Tônio Caetano – Esse foi um ponto em que eu me detive e eu não consegui concluir propriamente. Esse era um conhecimento que eu gostaria de ter, sabe, em relação a como se estrutura um livro de contos. Qual conto que se coloca primeiro, qual no meio, qual no fim. Então, foi um conhecimento que eu busquei, eu até considerei fazer um curso online de editor de livros para tentar chegar nesse conhecimento. Eu tinha algumas ideias que eu ouvia na Metamorfose. Outra ideia que eu tinha é que o primeiro conto deveria ser o mais impactante, para o leitor que pega o livro na livraria ser pego naquele momento. Tinha também essa questão de colocar no meio alguns contos que  não sejam mais impactantes e nem mais longos, contos que às vezes pode se achar até medianos, e colocaria no meio. Mas eu até não tenho essa percepção pelos meus contos, os leitores até podem ter, mas eu sou apaixonado por eles, acho que todos são bons. Em relação à estruturação era mais isso que eu pensava. E em algum momento, comecei a refletir também porque eu gostava mais de alguns vinis do que outros, por exemplo, eu tenho um vinil que é um dos primeiros que eu comprei, que é da Tracy Chapman. Por que eu escuto mais daquele vinil? Eu ficava refletindo sobre o que a primeira música tem, o que a segunda música tem. Eu tenho um outro vinil que eu gosto muito que é o do Bedeu, e também refletia sobre a organização das músicas, o que ela dizia. Mas no fim a estruturação foi mais intuitiva propriamente do que ter um embasamento do que seria o correto.
+++++
- **Desafio 1**
Identifique todas as linhas da listagem abaixo que contêm a palavra "pickup" e copie cada uma delas.

- **Dados extraídos**
+++++
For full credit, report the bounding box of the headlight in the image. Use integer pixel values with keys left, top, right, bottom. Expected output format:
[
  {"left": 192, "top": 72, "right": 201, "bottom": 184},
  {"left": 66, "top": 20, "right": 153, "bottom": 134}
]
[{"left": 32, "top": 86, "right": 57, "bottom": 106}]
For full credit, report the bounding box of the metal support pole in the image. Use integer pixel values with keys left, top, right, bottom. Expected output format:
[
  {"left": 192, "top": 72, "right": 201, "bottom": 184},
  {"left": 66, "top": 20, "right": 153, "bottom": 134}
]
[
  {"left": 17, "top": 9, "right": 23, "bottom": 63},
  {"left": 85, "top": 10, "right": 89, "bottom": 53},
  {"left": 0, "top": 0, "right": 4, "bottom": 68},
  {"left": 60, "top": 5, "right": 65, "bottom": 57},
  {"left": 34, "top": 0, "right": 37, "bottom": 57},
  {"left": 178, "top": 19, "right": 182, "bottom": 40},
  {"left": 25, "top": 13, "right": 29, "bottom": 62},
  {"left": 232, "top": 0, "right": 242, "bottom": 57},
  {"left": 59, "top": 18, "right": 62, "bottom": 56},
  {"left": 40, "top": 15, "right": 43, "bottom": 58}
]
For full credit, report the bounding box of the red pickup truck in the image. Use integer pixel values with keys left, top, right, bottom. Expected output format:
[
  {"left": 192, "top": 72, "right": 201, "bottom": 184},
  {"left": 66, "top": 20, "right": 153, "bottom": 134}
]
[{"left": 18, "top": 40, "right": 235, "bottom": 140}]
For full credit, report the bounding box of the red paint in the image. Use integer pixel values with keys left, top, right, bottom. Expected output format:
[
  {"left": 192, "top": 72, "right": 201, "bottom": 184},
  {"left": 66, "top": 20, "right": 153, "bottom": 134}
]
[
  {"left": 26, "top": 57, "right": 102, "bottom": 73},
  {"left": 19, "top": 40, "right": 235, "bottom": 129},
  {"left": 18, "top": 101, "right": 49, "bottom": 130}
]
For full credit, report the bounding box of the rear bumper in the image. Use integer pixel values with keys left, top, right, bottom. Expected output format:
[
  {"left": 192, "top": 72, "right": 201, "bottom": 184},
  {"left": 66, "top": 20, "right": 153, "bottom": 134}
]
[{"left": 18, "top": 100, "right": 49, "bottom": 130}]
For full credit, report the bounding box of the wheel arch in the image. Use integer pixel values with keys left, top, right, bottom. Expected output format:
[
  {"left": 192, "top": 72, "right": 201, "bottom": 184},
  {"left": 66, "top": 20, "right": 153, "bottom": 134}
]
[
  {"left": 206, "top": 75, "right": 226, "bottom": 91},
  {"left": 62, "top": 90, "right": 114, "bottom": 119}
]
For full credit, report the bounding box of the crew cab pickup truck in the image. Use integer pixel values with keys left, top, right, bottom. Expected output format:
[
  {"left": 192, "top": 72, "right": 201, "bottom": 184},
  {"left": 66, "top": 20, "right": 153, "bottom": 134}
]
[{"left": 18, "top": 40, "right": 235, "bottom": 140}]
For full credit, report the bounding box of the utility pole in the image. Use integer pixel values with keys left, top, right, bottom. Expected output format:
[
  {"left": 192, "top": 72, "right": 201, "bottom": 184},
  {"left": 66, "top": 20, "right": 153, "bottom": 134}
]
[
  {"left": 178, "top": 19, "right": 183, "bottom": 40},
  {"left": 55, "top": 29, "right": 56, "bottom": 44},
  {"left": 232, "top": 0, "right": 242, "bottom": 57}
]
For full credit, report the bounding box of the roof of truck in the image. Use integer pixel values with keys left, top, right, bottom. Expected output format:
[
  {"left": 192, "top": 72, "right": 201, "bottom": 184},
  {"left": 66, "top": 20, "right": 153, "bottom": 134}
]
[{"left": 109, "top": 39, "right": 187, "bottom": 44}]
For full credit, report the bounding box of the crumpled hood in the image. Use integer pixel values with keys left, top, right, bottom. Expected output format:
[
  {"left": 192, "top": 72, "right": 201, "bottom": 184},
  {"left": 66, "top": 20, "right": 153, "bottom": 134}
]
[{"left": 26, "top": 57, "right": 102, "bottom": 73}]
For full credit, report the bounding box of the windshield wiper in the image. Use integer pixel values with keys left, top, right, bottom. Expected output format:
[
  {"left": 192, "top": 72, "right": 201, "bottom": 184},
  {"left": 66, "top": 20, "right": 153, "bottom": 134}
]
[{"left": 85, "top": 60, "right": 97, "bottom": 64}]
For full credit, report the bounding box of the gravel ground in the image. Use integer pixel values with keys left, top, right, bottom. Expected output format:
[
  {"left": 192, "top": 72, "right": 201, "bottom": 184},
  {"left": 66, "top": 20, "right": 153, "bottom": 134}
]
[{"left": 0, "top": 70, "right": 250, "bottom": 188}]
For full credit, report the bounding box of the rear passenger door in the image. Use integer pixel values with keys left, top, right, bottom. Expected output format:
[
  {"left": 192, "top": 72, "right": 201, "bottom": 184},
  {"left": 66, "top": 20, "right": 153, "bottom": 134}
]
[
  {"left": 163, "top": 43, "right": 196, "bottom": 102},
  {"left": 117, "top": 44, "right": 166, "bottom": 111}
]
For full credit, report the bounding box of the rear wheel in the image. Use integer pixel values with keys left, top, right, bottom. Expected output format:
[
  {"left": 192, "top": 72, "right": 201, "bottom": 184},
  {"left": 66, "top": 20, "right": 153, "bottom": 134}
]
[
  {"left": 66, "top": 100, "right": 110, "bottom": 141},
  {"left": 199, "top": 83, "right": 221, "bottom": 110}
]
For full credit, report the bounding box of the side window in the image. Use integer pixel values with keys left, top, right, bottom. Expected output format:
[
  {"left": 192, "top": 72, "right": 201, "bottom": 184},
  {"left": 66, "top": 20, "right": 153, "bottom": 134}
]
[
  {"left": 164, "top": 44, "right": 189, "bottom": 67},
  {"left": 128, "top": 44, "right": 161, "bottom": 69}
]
+++++
- **Desafio 2**
Resuma em duas frases o trecho sobre a organização do livro de contos.

- **Solução completa 1**
For full credit, report the bounding box of the red pickup truck in the image. Use integer pixel values with keys left, top, right, bottom. Expected output format:
For full credit, report the bounding box of the crew cab pickup truck in the image. Use integer pixel values with keys left, top, right, bottom. Expected output format:

- **Solução completa 2**
Tônio Caetano conta que quis entender como se estrutura um livro de contos e chegou a pensar em fazer um curso online de editor de livros. Ele tinha ideias como abrir com o conto mais impactante e deixar os menos marcantes no meio, e também pensou na ordem das músicas de vinis de que gosta, como o da Tracy Chapman e o do Bedeu, mas no fim a estruturação foi mais intuitiva.